### ASSIGNMENT
Return each line of the records below that contains the word "rear".

━━━ DATASET CONTENT ━━━

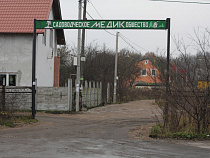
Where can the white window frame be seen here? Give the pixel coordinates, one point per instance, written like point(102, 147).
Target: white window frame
point(7, 77)
point(153, 70)
point(142, 71)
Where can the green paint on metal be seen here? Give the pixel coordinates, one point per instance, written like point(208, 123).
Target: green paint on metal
point(101, 24)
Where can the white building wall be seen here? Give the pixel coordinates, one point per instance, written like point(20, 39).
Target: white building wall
point(16, 56)
point(45, 57)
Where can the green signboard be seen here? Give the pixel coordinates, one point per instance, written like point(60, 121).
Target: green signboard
point(101, 24)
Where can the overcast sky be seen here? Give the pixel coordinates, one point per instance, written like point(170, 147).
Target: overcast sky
point(185, 18)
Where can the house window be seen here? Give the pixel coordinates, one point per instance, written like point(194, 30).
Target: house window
point(143, 72)
point(8, 79)
point(51, 38)
point(44, 39)
point(153, 72)
point(12, 80)
point(2, 80)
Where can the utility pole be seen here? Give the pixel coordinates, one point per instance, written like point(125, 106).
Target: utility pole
point(83, 44)
point(115, 71)
point(78, 58)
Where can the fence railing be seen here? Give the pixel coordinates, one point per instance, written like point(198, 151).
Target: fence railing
point(51, 98)
point(14, 98)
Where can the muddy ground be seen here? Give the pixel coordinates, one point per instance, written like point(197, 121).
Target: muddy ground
point(112, 131)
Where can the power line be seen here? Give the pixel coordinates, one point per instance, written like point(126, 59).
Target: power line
point(123, 38)
point(128, 43)
point(192, 2)
point(134, 43)
point(95, 9)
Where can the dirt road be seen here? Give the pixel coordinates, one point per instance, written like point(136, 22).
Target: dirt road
point(104, 132)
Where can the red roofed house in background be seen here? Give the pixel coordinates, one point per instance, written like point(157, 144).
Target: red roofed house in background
point(16, 40)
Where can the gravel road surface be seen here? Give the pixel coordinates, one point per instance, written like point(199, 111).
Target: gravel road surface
point(112, 131)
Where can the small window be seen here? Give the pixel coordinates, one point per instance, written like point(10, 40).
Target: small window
point(12, 80)
point(153, 72)
point(51, 38)
point(2, 80)
point(143, 72)
point(44, 39)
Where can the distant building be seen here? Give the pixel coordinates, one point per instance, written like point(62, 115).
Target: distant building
point(16, 39)
point(150, 74)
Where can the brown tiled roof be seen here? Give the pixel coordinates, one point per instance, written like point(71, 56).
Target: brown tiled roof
point(17, 16)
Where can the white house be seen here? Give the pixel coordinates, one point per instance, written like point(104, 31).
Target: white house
point(16, 41)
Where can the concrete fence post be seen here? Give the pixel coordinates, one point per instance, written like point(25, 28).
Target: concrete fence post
point(97, 93)
point(101, 101)
point(108, 93)
point(70, 94)
point(86, 93)
point(90, 99)
point(94, 95)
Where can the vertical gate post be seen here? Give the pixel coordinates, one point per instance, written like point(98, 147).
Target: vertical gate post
point(70, 94)
point(108, 93)
point(168, 68)
point(90, 97)
point(86, 94)
point(34, 72)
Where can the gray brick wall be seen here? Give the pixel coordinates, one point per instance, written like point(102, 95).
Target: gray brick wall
point(52, 98)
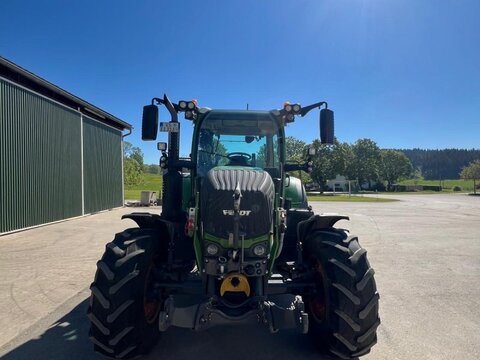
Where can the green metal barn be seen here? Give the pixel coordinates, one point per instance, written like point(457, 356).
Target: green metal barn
point(60, 157)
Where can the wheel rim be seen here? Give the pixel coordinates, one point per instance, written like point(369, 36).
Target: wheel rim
point(151, 304)
point(318, 300)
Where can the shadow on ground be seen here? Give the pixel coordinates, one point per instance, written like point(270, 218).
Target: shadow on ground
point(67, 338)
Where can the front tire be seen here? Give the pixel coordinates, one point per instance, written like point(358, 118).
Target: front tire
point(343, 309)
point(124, 309)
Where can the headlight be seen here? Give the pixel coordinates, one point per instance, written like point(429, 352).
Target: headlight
point(182, 105)
point(260, 250)
point(212, 249)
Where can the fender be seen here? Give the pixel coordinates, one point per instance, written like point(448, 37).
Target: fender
point(148, 220)
point(317, 222)
point(180, 247)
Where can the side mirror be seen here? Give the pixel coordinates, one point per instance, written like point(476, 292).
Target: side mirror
point(150, 122)
point(162, 146)
point(326, 127)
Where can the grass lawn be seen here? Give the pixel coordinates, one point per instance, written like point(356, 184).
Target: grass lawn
point(151, 182)
point(347, 198)
point(447, 185)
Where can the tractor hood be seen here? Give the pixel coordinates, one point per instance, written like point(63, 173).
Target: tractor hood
point(256, 202)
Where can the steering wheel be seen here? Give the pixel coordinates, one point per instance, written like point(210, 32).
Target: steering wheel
point(236, 155)
point(239, 158)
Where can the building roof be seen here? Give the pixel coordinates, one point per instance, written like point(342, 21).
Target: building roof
point(20, 76)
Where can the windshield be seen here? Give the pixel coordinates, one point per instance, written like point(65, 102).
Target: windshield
point(237, 142)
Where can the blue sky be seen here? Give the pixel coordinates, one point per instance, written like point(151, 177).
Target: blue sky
point(404, 73)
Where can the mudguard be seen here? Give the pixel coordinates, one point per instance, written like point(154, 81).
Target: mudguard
point(180, 247)
point(318, 222)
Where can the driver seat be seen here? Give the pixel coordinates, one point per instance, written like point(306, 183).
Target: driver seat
point(238, 161)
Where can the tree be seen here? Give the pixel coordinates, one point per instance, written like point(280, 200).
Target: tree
point(152, 169)
point(133, 166)
point(322, 164)
point(132, 172)
point(294, 148)
point(393, 166)
point(366, 161)
point(472, 172)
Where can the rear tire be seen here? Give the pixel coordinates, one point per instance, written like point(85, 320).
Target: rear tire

━━━

### OUTPUT FOR THIS TASK
Where can the rear tire be seen here? Give the pixel coordinates, one point per instance, written like point(85, 320).
Target: rear tire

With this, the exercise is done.